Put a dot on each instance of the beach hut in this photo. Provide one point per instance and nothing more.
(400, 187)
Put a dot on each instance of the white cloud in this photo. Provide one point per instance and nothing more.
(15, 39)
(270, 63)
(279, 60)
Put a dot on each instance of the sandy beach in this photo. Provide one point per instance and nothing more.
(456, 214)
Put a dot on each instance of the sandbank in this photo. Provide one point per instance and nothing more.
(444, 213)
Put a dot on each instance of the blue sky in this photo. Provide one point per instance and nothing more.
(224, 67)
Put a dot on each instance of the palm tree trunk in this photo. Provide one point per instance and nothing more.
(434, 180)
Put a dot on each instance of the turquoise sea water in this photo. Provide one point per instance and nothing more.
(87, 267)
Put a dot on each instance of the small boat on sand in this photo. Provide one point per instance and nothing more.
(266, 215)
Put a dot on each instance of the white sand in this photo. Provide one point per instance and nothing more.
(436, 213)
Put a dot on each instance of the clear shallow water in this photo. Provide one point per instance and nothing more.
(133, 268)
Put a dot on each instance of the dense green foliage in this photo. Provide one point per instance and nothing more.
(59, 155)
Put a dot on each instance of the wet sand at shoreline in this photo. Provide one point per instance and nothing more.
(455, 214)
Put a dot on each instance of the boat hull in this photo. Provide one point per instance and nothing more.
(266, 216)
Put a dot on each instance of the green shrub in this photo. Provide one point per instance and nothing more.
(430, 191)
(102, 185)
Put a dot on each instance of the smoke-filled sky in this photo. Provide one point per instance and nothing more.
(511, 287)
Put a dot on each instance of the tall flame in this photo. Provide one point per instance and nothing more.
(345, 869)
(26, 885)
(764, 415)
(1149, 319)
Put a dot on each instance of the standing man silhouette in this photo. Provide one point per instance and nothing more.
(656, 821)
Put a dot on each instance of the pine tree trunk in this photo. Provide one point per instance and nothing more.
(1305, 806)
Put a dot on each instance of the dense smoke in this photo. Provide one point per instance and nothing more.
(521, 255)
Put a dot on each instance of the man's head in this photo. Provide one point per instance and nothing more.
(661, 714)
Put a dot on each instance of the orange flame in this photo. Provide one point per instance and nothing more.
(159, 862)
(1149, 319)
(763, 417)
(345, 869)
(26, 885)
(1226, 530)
============================================================
● **Problem to work on**
The records above should be transcribed in full, with no differences.

● **Your response**
Put a dot on each instance of the beach hut in this photo. Provide one point per instance and nothing more.
(400, 187)
Put a dot on each instance of the white cloud in this photo. Provide one point per instance and nothing more.
(15, 39)
(270, 63)
(279, 60)
Put a dot on each instance of the sandy beach in this photo. Provide one point per instance and nothing more.
(456, 214)
Put a dot on each instance of the sandbank in this photo. Provide one point per instance and nothing more.
(444, 213)
Put a dot on each instance of the blue sky in this photo. Provide one point per instance and nothing more.
(224, 67)
Put a dot on each instance of the palm tree trunk in this photo. Provide one point per instance and nothing more.
(434, 180)
Put a dot on each instance of the turquoise sea water in this photo. Provide one point per instance and nothing more.
(87, 267)
Put a dot on each instance of the small boat on sand in this photo. Provide one point per instance and nothing more.
(266, 215)
Put a dot on each instance of the white sand in this photo. Provide one point per instance and nothing more.
(436, 213)
Put a dot on each instance of the clear shallow water in this photo. Provide one point per instance and nothing more.
(133, 268)
Put a dot on each instance of the dense green foliage in this photo. Provide one point per instance and nothing more.
(59, 155)
Put a dot on each instance of the wet sand at shoreline in this photo. Provide one point per instance and nothing more.
(455, 214)
Put a dot on each instance of the boat hull in this photo. Provide one point per instance and nothing more.
(266, 216)
Put a dot on each instance of the green shrub in this photo. Provide one point per instance and nothing more.
(430, 191)
(102, 185)
Put a dot on each instance of the smoke-filled sky in this photo. Provide one point per instance and nothing more.
(511, 287)
Put a dot on each instance of the tall flame in this photo. Provide one point per instance and nothing more.
(345, 869)
(26, 885)
(764, 415)
(1149, 319)
Put a dot on each instance of the standing man silhouette in this photo. Provide one point per instance and nothing more.
(656, 821)
Put a dot on each instance of the pine tree trunk in this photo. Provide one point per instance and nothing more.
(1305, 806)
Put a dot on each instance of the dense smoke in this photo. Provide one point per instance and nothing more.
(521, 255)
Put a dot on each instance of the man's head in this photo. Provide one point per instance and nothing more.
(661, 714)
Put a dot on each instance of the orange flame in this photo. Provide one point per instance and nothing more.
(159, 862)
(1149, 319)
(763, 417)
(345, 869)
(26, 885)
(1226, 530)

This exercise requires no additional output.